DATA FOR THIS TASK:
=== Begin Enclosure ===

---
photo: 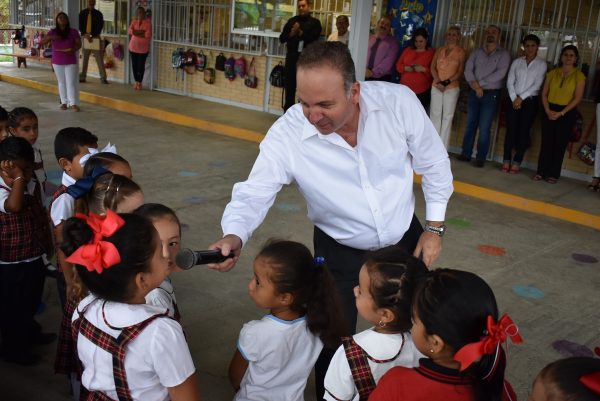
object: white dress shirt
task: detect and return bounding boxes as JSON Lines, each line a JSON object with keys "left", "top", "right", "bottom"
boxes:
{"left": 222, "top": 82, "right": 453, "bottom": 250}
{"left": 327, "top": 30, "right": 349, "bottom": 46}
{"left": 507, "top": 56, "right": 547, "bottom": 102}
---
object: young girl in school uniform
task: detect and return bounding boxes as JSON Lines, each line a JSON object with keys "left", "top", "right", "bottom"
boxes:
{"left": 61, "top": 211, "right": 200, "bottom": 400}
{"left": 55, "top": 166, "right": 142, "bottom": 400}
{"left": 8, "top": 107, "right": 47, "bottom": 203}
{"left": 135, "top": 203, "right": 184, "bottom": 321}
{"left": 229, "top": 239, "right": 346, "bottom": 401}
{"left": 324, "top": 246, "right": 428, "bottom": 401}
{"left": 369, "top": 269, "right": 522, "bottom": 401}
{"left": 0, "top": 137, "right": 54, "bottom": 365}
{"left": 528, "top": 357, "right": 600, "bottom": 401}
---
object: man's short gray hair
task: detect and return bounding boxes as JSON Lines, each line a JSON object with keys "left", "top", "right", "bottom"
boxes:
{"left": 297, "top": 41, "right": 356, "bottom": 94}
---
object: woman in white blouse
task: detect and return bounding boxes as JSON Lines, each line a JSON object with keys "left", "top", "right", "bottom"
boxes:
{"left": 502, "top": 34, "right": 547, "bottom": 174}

=== End Enclosure ===
=== Begin Enclosure ===

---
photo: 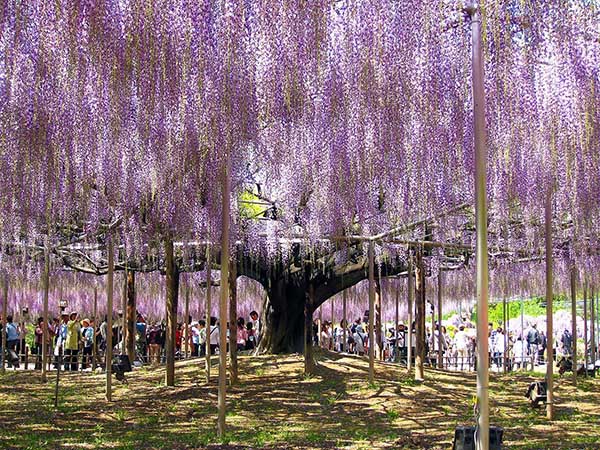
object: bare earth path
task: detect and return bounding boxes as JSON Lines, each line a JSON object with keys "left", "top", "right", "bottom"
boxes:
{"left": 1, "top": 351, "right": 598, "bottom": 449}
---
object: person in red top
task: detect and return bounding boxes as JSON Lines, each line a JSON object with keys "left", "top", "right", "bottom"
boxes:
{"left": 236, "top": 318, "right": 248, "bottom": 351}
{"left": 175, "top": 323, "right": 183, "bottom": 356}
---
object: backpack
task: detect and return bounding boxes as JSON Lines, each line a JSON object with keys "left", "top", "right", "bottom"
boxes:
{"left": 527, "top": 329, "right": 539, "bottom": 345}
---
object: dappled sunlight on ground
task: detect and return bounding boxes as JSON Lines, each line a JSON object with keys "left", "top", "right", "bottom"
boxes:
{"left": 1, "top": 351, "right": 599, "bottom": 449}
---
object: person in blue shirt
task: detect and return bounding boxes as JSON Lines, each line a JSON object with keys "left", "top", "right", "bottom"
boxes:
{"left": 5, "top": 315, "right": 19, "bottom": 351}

=== End Enclosure ===
=== Begin Enclosure ===

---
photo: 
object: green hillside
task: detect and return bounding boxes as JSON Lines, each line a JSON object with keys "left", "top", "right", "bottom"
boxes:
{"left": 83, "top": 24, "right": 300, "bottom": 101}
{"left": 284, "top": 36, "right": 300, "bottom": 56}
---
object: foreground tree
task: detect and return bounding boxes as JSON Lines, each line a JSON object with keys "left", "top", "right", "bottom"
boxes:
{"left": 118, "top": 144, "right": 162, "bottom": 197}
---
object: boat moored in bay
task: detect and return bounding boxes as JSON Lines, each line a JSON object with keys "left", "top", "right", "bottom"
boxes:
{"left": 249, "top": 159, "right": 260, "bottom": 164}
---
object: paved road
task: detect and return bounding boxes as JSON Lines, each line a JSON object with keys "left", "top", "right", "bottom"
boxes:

=== End Enclosure ===

PROBLEM STATEMENT: Could you count how many lines in the records contain the word "person"? Only the number is needed.

RESPONSE FOR THIS EXERCISE: 2